_WORK TASK:_
Continue the methods text on detecting social media communities in altmetrics from the point where it stops.

Our study closely follows recent work in which a genuine effort has been made to conceptually define and then build a framework in which methodological solutions in the field of altmetrics can be expanded. For instance, Costas et al. (2020) recently proposed the concept of heterogeneous coupling in a study in which, from a theoretical perspective, they explored the potential of social network analysis to reveal links between the social media and science communication. Similarly, Hellsten et al. (2019) present their heterogeneous n-mode method which explores different combinations of interaction between actors. Our proposal could fit well into either of these two except for one noteworthy issue. The goal of our paper is to provide a practical application, showcasing a methodological innovation by which communities can be identified on the basis of common interests.

The present study builds on previous work which analyzed differences in interests of topic by social media platform (Robinson-Garcia et al., 2019) and by clusters (Arroyo-Machado et al., 2019). These earlier studies detected communities of actors who specifically mentioned the same publications and identified the topics that interested them.

Data and methods

Software

The data needed to reproduce our analyses are available at http://doi.org/10.5281/zenodo.4148941. We have included supplementary materials at https://doi.org/10.5281/zenodo.4332921. Network manipulation of co-word maps (semantic maps) was conducted using Gephi 0.9.2 visualization software (Bastian et al., 2009). As we want an easily replicable methodology fully based on social network analysis, the popular Louvain algorithm is used for community detection (Blondel et al., 2008). Social networks and the overlapping social and semantic networks were constructed using the igraph R package (Csárdi, 2020), and the Louvain algorithm was again used to detect social communities. Both social and semantic networks were tested with the Leiden algorithm (Traag et al., 2019) in Gephi and igraph. In both case studies, the results showed no significant improvements with respect to those derived from applying the Louvain algorithm, so we opted for the original version. Visualizations of intersection sets were constructed using UpSet R software (Lex et al., 2014), a visualization technique that defines the characteristics of the entities studied in order to group them. A detailed description of the data processing and the application of the entire process is available in an R Notebook at https://github.com/Wences91/social_media_communities. All methods have been automated and gathered under the R package ‘altanalysis’ (https://github.com/Wences91/altanalysis).

Data gathering

We downloaded publication data for two research fields: Information Science & Library Science and Microbiology. We used the former as a case study to test our methodological approach. We then replicated the method in the latter field to compare results and analyze discrepancies in different contexts.

_ENTRIES SUPPLIED:_
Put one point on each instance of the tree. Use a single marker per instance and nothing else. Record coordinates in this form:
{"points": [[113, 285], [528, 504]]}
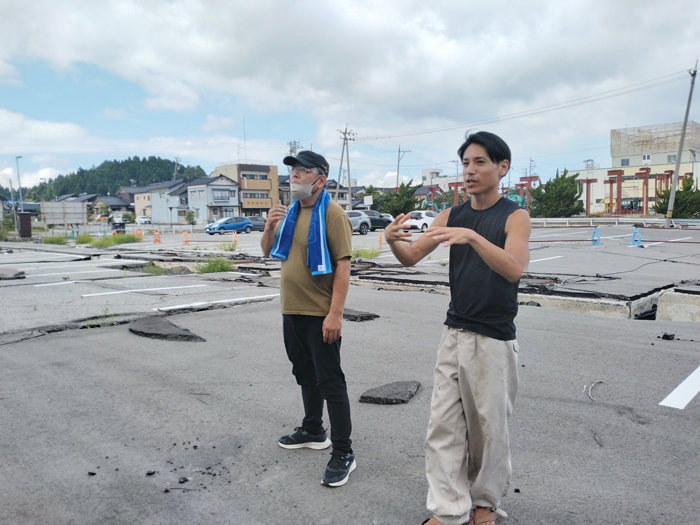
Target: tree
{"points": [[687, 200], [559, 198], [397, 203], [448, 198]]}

...

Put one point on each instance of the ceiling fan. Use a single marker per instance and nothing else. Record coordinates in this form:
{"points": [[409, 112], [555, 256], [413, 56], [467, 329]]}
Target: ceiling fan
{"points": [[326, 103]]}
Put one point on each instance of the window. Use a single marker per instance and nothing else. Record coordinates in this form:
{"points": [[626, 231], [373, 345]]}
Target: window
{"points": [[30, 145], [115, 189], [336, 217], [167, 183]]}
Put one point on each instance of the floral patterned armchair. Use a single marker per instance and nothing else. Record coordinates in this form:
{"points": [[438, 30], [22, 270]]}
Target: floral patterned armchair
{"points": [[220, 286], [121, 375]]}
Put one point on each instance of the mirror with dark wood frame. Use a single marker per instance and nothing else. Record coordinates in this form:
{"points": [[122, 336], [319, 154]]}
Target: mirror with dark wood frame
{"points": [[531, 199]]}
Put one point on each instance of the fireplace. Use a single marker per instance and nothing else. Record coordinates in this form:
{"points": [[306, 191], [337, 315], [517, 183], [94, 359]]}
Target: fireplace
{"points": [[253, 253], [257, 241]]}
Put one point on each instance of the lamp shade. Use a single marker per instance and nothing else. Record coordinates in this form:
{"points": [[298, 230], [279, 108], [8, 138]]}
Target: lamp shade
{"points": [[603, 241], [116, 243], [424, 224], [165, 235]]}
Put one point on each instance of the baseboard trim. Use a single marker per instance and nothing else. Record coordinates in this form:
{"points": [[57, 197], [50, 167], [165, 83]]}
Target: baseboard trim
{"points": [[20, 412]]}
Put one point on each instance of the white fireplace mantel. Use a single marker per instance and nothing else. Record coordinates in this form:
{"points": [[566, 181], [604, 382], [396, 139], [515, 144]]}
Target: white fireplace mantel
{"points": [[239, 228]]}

_OUTPUT BELOW:_
On 17 July 2019 we retrieved all records indexed in the Web of Science (WoS) InCites database (excluding the Emerging Sources Citation Index) published between 2012 and 2018 in the WoS categories of Information Science & Library Science (84,568 publications); and in Biotechnology and Applied Biochemistry (250,577 publications) and Microbiology (187,013 publications)—these two represent a combined total of 413,910 publications, henceforth referred to as ‘Microbology’. From Altmetric.com’s Altmetric Explorer portal, we extracted all social media mentions of these records by using their DOIs as our search item. Information Science & Library Science has 35,695 publications with DOI (42.21%), and Microbiology has 366,449 (88.53%). Table 2 summarizes the processing tasks undertaken prior to data analysis. We obtained the following datasets:

  • Information Science & Library Science: 14,475 publications were mentioned by at least one altmetric source, giving a total of 167,110 mentions from Altmetric.com. Some 151,505 of these (90.66%) were Twitter mentions of 13,458 (92.97%) publications.

  • Microbiology: 192,836 publications were mentioned by at least one altmetric source, giving 1,876,599 mentions from Altmetric.com. Some 1,599,315 of these (85.22%) were Twitter mentions of 173,406 (89.92%) publications.

Table 2 Summary of data processing of publications mentioned on social media in Information science and library science and microbiology

Our purpose here is to map only those actors who are genuinely involved in Twitter discussions. Retweets have been excluded as they could potentially distort results: they correspond to the platform’s social function and do not necessarily indicate participation in scientific debate (Kassab et al., 2020). Twitter mentions retrieved via Altmetric Explorer do not distinguish between tweets and retweets. To identify retweets we searched the Twitter API between 26 December 2019 and 13 January 2020 and removed all retweets from our datasets. This cut the number of Twitter mentions in Information Science & Library Science to 65,933 (43.72% of the original dataset were individual tweets), and in Microbiology to 695,429 (43.87%).

Data processing enabled us to overcome specific limitations. Publications and mentions with no DOI or with a duplicate DOI, were excluded. We also extracted those user names that were missing from the original Altmetric.com dataset from the Twitter API. Thus, in Information Science & Library Science our dataset was further cut to 66,231 mentions (43.72% on Twitter) and in Microbiology to 699,507 (43.74%).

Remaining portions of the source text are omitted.